→ PROBLEM DESCRIPTION
Every line of the data is to be transcribed without error.

→ GIVEN DATA
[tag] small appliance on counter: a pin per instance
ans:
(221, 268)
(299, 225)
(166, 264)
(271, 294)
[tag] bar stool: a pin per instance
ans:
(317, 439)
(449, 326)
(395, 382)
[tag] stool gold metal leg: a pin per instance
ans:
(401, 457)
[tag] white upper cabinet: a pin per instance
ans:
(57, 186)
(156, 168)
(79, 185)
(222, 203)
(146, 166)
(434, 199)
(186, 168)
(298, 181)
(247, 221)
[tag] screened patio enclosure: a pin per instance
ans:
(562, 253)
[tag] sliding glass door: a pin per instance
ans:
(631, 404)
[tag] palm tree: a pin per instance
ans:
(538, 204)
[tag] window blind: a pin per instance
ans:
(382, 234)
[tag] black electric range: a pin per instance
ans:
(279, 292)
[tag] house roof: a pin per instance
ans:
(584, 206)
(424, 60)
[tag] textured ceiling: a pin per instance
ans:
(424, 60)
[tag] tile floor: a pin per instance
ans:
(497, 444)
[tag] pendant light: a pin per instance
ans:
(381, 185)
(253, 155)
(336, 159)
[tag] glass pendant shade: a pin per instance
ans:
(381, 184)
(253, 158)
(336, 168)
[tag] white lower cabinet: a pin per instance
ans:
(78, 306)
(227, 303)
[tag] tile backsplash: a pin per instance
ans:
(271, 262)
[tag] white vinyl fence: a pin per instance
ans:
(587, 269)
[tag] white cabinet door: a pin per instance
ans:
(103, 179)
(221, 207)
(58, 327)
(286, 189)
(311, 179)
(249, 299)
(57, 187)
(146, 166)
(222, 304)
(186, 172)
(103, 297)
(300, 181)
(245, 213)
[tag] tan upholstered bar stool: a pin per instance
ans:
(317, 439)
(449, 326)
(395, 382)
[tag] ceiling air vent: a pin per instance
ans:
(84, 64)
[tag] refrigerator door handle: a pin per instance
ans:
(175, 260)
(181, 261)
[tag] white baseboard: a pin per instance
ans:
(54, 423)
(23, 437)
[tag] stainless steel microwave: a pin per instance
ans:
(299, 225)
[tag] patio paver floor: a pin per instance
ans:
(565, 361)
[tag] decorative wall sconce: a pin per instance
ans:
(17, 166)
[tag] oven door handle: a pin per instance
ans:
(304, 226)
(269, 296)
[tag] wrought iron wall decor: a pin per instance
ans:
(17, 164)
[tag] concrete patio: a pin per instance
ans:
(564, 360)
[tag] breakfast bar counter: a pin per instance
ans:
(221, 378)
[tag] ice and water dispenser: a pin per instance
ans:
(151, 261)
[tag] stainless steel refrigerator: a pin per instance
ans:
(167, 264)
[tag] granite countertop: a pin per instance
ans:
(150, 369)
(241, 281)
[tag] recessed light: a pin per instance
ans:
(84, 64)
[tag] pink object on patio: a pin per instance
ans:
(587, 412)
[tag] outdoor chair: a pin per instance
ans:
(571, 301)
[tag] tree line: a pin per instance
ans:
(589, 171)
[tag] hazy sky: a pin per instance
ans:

→ RESULT OF THE EXERCISE
[tag] small appliance on counter: a pin per instance
ans:
(221, 268)
(299, 225)
(166, 264)
(271, 294)
[tag] bar stool: a pin per instance
ans:
(317, 439)
(449, 326)
(395, 382)
[tag] stool gold metal leg: a pin per instance
ans:
(401, 457)
[tag] white upper cabinet: a pin per instance
ans:
(57, 186)
(156, 168)
(79, 185)
(222, 203)
(146, 166)
(434, 199)
(186, 168)
(298, 181)
(247, 221)
[tag] screened patio enclosure: a pin per instance
ans:
(562, 253)
[tag] sliding glass door: a pin per instance
ans:
(631, 404)
[tag] palm tree: a pin per instance
ans:
(538, 204)
[tag] window blind: a pin per instance
ans:
(382, 234)
[tag] black electric range: a pin per instance
ans:
(279, 292)
[tag] house roof: a pin per instance
ans:
(584, 206)
(424, 60)
[tag] textured ceiling: a pin per instance
ans:
(424, 60)
[tag] tile floor: a pin per instance
ans:
(497, 444)
[tag] pendant light: a pin per instance
ans:
(381, 185)
(253, 155)
(336, 159)
[tag] glass pendant shade: a pin per instance
ans:
(381, 184)
(253, 158)
(336, 168)
[tag] white lower cabinet: a pin per instance
ans:
(78, 306)
(227, 303)
[tag] tile backsplash: a pin per instance
ans:
(271, 262)
[tag] white vinyl fence: a pin per instance
ans:
(587, 269)
[tag] white cabinet door: a pin per instance
ans:
(103, 179)
(221, 207)
(58, 327)
(286, 189)
(311, 179)
(249, 299)
(57, 187)
(146, 166)
(222, 304)
(186, 172)
(103, 297)
(300, 181)
(245, 213)
[tag] tan upholstered bar stool: a pin per instance
ans:
(317, 439)
(449, 326)
(395, 382)
[tag] ceiling air vent: a pin per instance
ans:
(84, 64)
[tag] refrigerator door handle: a pin per instance
ans:
(175, 260)
(181, 261)
[tag] white baseboard: a pin per instance
ans:
(54, 423)
(23, 437)
[tag] stainless steel microwave: a pin per instance
ans:
(299, 225)
[tag] patio paver floor: a pin per instance
ans:
(565, 361)
[tag] decorative wall sconce: a pin per instance
ans:
(17, 166)
[tag] oven door handle: a pin per instance
ans:
(304, 226)
(269, 296)
[tag] wrought iron wall decor: a pin per instance
ans:
(17, 164)
[tag] concrete patio: a pin per instance
ans:
(564, 360)
[tag] breakfast bar counter: a pin per instance
ans:
(221, 378)
[tag] ice and water dispenser: a pin per instance
ans:
(151, 261)
[tag] stainless steel refrigerator: a pin per instance
ans:
(167, 264)
[tag] granite countertop: a pin per instance
ans:
(150, 369)
(241, 281)
[tag] recessed light: a pin per instance
ans:
(84, 64)
[tag] pink object on patio: a pin per instance
ans:
(587, 412)
[tag] outdoor chair: a pin per instance
ans:
(571, 301)
[tag] tree line: a pin per instance
ans:
(589, 171)
[tag] hazy sky: a pin per instance
ans:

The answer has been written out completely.